• _Page excerpt_
The fact that conventional "side-looking" IVUS only provides a cross-sectional image remains a major challenge of IVUS-guided wire insertion into the true lumen. When the guidewire is unable to pass the lesion, current IVUS probes are blind to the obstruction. Another limitation is the risk of perforation because successful IVUS delivery mandates subintimal dilation. In addition, employing simultaneous IVUS and guidewires mandates the use of an 8-F guiding catheters, although it can be argued that CTOs should always be treated with 8-F system because it provides superior back-up support. IVUS is also limited to the need for guidewire support.
Branch Vessel Method
The occluded portion of a vessel will often occur at a branch artery due to the stagnant column of blood that exists between the initial occlusion and the more proximal branch vessel. Matsubara et al described a case of an LAD CTO at the bifurcation with a patent diagonal branch. Wiring of the diagonal branch allowed IVUS-guided visualization of the LAD true lumen. After rotablation of the ostium, eventual wire canalization of the LAD was achieved under IVUS guidance. Subsequent balloon dilation and stent deployment resulted in patency of the native LAD.28
IVUS as Salvage
IVUS use in a bailout situation in which stents have been inadvertently placed in the subintimal space has been reported. Although stent deployment should never occur without visualization of the distal vessel and confirmation of good distal runoff, this technique could be of assistance in such a scenario. Identifying the location of the true collapsed lumen can be accomplished with the assistance of IVUS. The reported case describes this technique. Repeat stent placement accomplished restoration of flow to the true lumen and distal vessel.29
Implications of IVUS on Procedural Time
Procedural and fluoroscopic time, amount of radiographic contrast, and the number of catheters, guides, wires, balloons, and stents are important metrics that should be kept as low as possible. The use of IVUS to guide PCI does not cause any significant increase in any of these parameters when compared to conventional angiography-driven PCI.22
FUTURE GOALS: FORWARD-LOOKING IVUS
Limitations of current IVUS probes encourage development of smaller IVUS probes along with the design of forward-looking probes. The development of captive micromachined ultrasonic transducers has given a glimpse at the hopeful future of forward-looking IVUS. This thin, small-diameter, disc-like array of transducers allows for volumetric images at frequencies that allow for intracoronary imaging. The unique design of the membrane tip allows flexibility to change frequencies within the coronary artery. Lower frequencies can be employed for conventional higher penetration images useful for guidewire placement. Collapsing the array allows for higher frequencies, which provides high-resolution diagnostic images. Additional enhancements are technologies that include incorporation of tissue harmonic imaging, which may provide more enhanced intracoronary resolution, as well as the ability to detect microbubbles with subharmonic imaging allowing vasa vasorum and molecular imaging.30,31 Although still in the initial phases of development for coronary imaging, this technology stands on the exciting horizon of forward-looking IVUS for coronary imaging.

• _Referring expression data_

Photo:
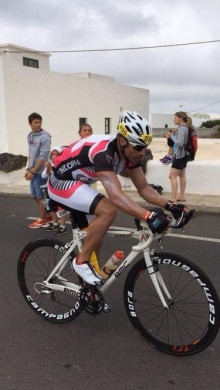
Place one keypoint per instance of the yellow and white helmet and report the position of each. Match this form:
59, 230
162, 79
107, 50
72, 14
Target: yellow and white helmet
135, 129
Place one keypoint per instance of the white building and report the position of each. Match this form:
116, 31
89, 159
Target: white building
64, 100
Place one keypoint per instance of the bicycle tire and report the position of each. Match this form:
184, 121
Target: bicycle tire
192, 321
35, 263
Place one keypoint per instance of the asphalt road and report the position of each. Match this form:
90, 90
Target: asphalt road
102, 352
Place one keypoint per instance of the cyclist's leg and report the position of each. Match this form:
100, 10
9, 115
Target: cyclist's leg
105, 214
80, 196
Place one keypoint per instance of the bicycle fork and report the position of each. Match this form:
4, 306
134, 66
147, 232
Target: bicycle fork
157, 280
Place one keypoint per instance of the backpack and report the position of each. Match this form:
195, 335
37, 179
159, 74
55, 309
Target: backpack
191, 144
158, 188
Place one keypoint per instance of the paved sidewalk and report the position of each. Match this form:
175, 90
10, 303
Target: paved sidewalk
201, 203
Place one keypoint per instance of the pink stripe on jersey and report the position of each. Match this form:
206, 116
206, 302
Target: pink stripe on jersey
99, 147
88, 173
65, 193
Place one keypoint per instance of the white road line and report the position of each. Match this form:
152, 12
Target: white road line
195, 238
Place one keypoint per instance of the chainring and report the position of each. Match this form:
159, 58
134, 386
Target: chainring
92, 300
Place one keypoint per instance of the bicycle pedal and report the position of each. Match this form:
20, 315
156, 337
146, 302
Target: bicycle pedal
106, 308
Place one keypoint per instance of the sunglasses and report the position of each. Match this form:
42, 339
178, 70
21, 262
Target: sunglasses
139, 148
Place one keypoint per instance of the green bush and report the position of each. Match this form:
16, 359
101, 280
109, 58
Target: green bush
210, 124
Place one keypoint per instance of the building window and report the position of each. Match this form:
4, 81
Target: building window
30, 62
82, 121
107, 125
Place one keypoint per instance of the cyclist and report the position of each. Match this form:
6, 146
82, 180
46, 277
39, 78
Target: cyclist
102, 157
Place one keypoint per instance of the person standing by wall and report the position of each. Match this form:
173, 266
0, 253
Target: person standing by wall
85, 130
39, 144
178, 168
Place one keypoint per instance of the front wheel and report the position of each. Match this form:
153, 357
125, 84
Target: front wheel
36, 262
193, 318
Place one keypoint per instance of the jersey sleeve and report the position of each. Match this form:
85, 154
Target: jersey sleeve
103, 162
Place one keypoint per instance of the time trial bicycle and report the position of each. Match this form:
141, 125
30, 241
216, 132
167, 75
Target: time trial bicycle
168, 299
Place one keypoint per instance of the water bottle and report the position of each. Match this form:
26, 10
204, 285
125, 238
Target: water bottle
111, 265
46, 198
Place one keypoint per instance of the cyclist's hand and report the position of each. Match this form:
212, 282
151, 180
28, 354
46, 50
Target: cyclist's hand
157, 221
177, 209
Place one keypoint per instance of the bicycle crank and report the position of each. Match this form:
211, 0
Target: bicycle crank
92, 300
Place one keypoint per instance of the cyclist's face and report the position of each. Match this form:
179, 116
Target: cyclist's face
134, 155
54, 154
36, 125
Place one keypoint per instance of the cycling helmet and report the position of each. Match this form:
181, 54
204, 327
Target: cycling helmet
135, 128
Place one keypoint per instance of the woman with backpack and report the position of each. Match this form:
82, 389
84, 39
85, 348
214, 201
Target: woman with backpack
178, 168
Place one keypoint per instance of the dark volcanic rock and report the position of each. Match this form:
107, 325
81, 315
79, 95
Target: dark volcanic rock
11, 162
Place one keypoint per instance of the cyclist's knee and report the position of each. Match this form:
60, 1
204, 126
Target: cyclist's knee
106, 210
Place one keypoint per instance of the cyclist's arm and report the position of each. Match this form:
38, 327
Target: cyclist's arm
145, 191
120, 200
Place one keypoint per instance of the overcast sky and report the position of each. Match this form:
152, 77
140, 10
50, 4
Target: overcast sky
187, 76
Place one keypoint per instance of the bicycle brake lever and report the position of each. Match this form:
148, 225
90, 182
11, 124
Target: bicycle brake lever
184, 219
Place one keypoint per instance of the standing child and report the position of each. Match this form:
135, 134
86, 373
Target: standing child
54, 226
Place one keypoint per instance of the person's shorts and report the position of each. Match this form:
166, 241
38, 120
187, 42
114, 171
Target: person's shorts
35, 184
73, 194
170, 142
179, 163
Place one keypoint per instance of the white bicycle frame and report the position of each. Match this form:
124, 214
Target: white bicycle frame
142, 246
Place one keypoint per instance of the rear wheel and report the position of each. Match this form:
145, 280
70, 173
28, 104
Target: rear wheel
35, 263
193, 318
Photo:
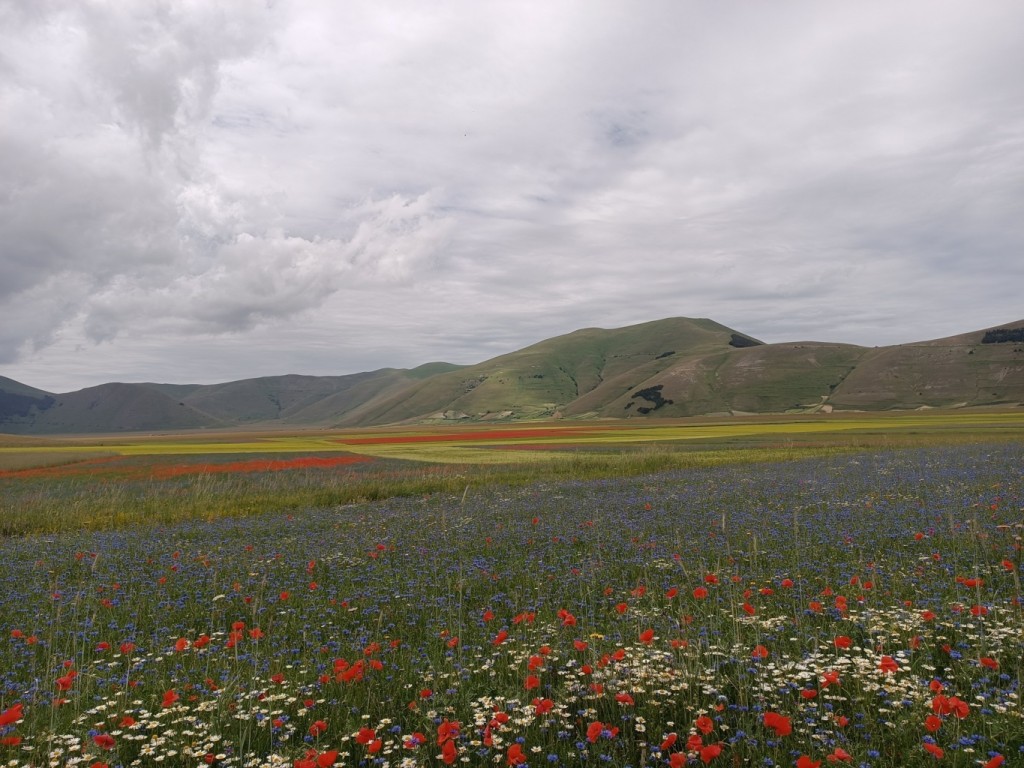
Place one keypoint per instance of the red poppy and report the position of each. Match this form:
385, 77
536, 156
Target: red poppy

--

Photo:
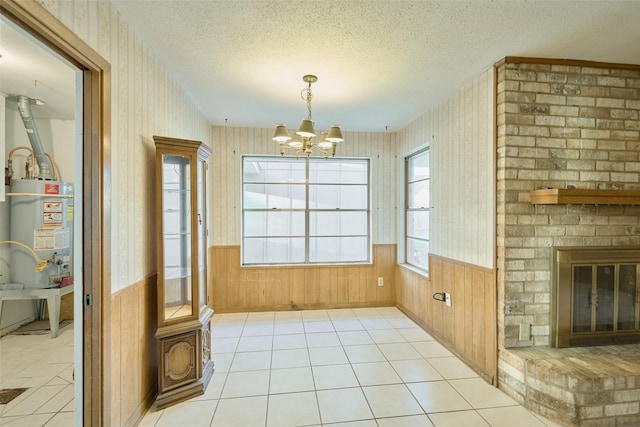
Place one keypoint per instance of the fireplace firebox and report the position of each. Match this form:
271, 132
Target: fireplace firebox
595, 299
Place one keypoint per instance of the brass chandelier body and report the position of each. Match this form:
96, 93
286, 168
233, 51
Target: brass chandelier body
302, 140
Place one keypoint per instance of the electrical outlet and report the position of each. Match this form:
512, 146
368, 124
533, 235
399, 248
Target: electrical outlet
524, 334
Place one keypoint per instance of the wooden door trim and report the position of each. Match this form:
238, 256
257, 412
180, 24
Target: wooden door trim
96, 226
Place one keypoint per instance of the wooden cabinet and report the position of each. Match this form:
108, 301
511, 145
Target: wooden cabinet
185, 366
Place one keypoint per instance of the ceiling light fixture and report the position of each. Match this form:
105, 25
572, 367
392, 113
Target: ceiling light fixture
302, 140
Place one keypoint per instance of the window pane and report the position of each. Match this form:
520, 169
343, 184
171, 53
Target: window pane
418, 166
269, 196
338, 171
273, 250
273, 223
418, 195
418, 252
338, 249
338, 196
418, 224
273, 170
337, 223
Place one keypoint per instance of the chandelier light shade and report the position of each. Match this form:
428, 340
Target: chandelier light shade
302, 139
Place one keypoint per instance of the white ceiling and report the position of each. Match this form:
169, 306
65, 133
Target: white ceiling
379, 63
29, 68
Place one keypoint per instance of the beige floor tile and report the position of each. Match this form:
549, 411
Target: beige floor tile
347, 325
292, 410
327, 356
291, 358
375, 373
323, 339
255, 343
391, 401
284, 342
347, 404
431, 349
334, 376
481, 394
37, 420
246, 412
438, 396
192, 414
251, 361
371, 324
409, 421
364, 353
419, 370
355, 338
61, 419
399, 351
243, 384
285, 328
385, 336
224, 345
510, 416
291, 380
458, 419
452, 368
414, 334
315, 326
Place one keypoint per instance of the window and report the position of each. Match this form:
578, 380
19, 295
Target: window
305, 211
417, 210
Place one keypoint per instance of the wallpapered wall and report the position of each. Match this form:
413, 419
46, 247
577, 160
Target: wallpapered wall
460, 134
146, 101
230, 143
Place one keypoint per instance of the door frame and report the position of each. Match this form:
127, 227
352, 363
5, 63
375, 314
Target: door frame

• _Brief A_
What section headings appear in the IVUS excerpt? List every one.
• _Brief B_
In the IVUS excerpt, why does the occluded portion of a vessel often occur at a branch artery?
• _Brief C_
Carry on the passage on IVUS in coronary intervention from its final sentence.

• _Response A_
- Branch Vessel Method
- IVUS as Salvage
- Implications of IVUS on Procedural Time
- FUTURE GOALS: FORWARD-LOOKING IVUS

• _Response B_
A stagnant column of blood exists between the initial occlusion and the more proximal branch vessel.

• _Response C_
IVUS has been well described for use in routine evaluation of coronary artery disease and plaque analysis. IVUS has been shown to be a powerful asset in accomplishing successful recanalization of CTOs. Employing IVUS in branching vessel disease, true and false lumen detection, and as a guide to salvage a failed revascularization attempt clearly demonstrates its usefulness for CTOs. The ultimate use of IVUS rests in its ability to evaluate disease extent and vessel size and to guide proper balloon and stent selection to maximize lumen gain in these complex scenarios. Technologic advances promise to open doors to techniques that will further improve rates of successful intervention of CTOs.
John E. Coletta, MD, is with University Hospitals Heart & Vascular Institute in Cleveland, Ohio. He has disclosed that he holds no financial interest in any product or manufacturer mentioned herein. Dr. Coletta may be reached at (216) 844-7603; email@example.com.
Etsuo Tsuchikane, MD, PhD, is from the Department of Cardiology, Toyohashi Heart Center, Toyohashi, Aichi, Japan. He has disclosed that he holds no financial interest in any product or manufacturer mentioned herein. Dr. Tsuchikane may be reached at +81 532 37 3377; firstname.lastname@example.org.
Ravi Nair, MD, is with University Hospitals Heart & Vascular Institute, in Cleveland, Ohio. He has disclosed that he holds no financial interest in any product or manufacturer mentioned herein. Dr. Nair may be reached at email@example.com.
Daniel I. Simon, MD, is with University Hospitals Heart & Vascular Institute, in Cleveland, Ohio. He has disclosed that he is a paid consultant to Cordis. Dr. Simon may be reached at firstname.lastname@example.org.
Marco A. Costa, MD, PhD, is with University Hospitals Heart & Vascular Institute, and Case Western Reserve University School of Medicine, in Cleveland, Ohio. He has disclosed that he holds no financial interest in any product or manufacturer mentioned herein. Dr. Costa may be reached at (216) 368-4737; email@example.com.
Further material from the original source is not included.